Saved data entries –

— START —

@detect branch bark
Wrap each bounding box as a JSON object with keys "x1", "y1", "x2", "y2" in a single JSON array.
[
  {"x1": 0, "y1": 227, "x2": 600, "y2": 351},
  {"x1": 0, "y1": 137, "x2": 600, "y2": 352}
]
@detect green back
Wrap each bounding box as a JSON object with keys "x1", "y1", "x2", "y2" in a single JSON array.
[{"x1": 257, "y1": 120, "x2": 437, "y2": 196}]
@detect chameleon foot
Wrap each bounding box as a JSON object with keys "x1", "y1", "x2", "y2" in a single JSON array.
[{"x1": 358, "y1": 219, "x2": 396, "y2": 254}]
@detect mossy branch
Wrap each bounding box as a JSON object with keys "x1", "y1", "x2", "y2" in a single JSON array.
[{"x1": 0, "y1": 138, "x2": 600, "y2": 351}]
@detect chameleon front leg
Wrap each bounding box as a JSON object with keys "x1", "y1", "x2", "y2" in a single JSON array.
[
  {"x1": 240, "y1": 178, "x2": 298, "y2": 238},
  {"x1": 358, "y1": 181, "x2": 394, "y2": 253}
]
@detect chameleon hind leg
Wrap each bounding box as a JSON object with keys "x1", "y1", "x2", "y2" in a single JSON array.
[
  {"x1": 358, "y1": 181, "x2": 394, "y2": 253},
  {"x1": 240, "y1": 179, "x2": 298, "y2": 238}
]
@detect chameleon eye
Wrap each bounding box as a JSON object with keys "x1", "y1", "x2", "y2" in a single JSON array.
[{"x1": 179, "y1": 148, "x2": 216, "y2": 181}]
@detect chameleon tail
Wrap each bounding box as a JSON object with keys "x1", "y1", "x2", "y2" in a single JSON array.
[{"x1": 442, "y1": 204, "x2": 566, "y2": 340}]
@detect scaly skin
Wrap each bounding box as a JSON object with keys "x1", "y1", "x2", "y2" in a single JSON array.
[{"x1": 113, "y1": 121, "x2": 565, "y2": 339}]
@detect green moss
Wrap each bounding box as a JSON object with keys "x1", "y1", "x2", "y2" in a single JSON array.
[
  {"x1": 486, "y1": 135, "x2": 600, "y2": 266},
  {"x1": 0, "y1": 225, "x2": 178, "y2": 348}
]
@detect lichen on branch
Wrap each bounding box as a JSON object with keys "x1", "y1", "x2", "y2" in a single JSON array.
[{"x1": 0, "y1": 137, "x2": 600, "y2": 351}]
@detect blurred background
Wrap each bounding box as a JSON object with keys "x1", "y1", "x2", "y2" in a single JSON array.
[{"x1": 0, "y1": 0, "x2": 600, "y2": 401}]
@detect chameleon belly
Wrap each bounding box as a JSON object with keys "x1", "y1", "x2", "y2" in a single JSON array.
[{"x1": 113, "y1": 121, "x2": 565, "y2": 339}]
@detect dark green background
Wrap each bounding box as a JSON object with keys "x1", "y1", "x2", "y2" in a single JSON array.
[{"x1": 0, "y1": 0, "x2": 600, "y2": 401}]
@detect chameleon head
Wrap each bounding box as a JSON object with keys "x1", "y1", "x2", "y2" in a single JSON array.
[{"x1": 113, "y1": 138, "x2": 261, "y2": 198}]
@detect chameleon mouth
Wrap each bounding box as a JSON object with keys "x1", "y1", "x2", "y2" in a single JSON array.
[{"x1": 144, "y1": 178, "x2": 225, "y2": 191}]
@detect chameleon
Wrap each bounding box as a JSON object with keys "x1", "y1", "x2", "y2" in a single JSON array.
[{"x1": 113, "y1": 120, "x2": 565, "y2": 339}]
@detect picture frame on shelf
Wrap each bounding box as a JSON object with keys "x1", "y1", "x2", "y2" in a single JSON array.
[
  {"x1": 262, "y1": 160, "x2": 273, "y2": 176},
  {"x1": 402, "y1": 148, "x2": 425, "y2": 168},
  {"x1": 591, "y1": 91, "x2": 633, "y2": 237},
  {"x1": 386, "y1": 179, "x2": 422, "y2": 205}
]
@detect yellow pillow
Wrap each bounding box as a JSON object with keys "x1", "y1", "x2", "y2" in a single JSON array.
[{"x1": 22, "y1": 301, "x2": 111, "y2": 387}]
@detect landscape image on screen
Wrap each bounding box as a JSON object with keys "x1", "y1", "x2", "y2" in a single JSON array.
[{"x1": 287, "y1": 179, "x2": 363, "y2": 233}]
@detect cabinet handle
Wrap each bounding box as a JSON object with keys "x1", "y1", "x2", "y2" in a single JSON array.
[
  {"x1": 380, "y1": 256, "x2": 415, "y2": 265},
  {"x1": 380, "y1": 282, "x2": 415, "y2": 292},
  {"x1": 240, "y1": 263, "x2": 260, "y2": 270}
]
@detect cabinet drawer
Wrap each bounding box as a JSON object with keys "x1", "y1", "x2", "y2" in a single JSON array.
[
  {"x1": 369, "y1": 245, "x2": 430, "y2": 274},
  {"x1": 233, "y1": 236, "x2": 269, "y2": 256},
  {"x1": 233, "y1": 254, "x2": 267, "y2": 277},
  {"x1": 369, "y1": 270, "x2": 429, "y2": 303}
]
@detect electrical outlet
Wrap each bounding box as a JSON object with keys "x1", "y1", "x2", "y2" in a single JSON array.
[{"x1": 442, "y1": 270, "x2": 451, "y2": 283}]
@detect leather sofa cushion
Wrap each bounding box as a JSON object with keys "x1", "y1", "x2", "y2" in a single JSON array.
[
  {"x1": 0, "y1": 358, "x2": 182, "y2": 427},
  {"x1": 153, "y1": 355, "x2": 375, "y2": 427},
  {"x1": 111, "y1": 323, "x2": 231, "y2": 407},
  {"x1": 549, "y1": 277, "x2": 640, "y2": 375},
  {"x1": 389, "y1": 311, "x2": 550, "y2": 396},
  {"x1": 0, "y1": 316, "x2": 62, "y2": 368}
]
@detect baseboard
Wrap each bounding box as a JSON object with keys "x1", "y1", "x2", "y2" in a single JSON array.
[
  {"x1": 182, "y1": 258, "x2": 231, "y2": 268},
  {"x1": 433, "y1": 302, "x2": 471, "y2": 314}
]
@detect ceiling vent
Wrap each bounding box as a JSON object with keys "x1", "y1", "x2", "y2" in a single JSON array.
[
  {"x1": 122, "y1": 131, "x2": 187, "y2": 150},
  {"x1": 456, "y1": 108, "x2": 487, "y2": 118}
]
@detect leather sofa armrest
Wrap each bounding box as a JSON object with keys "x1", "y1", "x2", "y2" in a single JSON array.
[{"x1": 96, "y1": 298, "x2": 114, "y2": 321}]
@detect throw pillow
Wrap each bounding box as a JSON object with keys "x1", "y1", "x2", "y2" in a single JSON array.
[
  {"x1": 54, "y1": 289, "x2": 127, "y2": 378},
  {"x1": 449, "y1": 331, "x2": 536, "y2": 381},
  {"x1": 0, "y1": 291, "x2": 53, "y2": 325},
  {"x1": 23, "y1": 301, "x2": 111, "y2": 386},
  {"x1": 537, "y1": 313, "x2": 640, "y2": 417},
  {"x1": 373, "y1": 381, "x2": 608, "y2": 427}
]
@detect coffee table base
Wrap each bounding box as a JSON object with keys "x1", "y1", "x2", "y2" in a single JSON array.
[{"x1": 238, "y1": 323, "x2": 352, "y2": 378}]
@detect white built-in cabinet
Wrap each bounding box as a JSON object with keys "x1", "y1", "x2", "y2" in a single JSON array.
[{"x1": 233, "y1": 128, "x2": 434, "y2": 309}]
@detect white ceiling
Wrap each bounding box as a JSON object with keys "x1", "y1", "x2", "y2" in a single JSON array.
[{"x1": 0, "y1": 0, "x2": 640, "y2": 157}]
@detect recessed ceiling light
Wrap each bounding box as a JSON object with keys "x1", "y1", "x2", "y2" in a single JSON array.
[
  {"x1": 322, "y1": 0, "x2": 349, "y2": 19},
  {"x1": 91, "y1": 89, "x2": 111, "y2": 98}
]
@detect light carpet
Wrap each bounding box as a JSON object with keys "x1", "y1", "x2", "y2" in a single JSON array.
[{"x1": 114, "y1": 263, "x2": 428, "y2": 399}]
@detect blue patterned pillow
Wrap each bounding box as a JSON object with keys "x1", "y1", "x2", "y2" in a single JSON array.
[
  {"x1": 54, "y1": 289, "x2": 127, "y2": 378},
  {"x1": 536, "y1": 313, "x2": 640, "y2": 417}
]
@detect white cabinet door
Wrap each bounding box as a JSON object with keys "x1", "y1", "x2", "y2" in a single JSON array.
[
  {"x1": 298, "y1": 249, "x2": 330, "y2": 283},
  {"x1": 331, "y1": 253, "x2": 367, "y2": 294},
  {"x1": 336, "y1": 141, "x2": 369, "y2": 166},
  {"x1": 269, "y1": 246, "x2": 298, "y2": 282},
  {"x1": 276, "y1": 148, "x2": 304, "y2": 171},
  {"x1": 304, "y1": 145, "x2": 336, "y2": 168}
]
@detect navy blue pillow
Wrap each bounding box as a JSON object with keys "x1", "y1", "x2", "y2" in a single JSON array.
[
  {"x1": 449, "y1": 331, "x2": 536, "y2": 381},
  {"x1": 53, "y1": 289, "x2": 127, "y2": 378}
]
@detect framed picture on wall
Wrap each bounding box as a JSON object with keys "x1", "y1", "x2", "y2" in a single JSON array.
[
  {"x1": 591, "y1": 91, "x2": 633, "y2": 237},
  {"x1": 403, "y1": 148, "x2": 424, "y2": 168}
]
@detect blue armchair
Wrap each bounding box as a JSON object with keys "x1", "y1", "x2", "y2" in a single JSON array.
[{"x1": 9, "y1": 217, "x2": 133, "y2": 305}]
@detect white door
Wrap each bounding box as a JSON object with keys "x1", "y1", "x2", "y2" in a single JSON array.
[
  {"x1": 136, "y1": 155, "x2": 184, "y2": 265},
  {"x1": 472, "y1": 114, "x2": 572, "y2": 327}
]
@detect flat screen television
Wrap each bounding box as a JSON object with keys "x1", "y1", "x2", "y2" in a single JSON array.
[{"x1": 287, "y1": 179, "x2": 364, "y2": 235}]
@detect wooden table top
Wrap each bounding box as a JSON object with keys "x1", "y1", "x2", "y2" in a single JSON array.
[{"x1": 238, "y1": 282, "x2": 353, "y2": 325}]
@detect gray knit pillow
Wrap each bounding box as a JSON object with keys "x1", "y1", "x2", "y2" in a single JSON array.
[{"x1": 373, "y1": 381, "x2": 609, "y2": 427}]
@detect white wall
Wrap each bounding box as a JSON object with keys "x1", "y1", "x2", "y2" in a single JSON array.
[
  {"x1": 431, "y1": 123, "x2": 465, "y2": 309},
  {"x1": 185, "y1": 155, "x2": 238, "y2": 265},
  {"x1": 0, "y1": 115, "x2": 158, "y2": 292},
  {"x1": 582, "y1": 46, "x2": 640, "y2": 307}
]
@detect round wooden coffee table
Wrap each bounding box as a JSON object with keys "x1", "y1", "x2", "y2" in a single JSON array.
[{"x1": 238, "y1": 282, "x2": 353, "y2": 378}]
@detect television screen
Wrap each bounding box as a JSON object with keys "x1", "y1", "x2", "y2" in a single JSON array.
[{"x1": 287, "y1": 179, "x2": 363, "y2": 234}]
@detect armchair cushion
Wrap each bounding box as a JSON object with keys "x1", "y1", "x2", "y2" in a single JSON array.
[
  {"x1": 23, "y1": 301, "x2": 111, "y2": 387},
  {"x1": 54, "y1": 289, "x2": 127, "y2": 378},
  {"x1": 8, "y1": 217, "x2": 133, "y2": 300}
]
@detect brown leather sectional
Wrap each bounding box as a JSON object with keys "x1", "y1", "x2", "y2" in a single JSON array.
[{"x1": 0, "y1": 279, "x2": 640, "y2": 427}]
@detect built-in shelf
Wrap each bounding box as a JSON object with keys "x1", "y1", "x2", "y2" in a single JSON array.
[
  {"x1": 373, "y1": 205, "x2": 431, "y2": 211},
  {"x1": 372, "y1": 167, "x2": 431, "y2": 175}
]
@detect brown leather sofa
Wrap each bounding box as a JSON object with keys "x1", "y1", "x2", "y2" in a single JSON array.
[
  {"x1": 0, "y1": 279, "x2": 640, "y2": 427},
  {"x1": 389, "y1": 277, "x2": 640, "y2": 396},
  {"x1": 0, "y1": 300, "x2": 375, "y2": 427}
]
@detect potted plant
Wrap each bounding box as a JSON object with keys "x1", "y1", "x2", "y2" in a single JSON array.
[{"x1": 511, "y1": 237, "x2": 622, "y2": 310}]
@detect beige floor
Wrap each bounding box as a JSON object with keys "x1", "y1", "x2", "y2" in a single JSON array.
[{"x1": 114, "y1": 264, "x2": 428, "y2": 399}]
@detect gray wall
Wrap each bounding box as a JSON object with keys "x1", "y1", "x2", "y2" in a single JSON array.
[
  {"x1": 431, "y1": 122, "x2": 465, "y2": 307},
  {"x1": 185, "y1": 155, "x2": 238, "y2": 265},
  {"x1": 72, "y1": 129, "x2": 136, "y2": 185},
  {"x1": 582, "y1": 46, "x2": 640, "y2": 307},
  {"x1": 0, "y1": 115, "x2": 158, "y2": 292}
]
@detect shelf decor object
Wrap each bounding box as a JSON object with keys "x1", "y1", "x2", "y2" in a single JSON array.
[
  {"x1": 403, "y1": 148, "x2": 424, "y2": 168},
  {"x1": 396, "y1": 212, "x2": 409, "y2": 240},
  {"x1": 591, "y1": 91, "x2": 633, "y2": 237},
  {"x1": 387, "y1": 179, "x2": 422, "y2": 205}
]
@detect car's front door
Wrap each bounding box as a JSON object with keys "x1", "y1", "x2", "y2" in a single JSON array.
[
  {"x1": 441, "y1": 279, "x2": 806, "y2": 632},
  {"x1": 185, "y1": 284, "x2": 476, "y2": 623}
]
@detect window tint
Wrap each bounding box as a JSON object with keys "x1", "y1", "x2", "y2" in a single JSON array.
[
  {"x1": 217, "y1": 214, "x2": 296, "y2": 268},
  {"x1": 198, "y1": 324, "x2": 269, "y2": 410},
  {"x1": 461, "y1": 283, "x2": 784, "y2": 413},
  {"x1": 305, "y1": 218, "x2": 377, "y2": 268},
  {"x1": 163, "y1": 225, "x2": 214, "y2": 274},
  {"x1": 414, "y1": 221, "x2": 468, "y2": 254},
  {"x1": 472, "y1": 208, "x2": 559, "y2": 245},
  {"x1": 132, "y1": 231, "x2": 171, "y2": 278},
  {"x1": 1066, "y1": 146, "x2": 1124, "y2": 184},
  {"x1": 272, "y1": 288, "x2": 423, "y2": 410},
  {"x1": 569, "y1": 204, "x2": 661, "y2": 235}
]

— END —

TO BE DONE – Please list every line of the listing above that contains the word "blue".

PROBLEM SOLUTION –
@detect blue patterned pillow
@detect navy blue pillow
@detect blue armchair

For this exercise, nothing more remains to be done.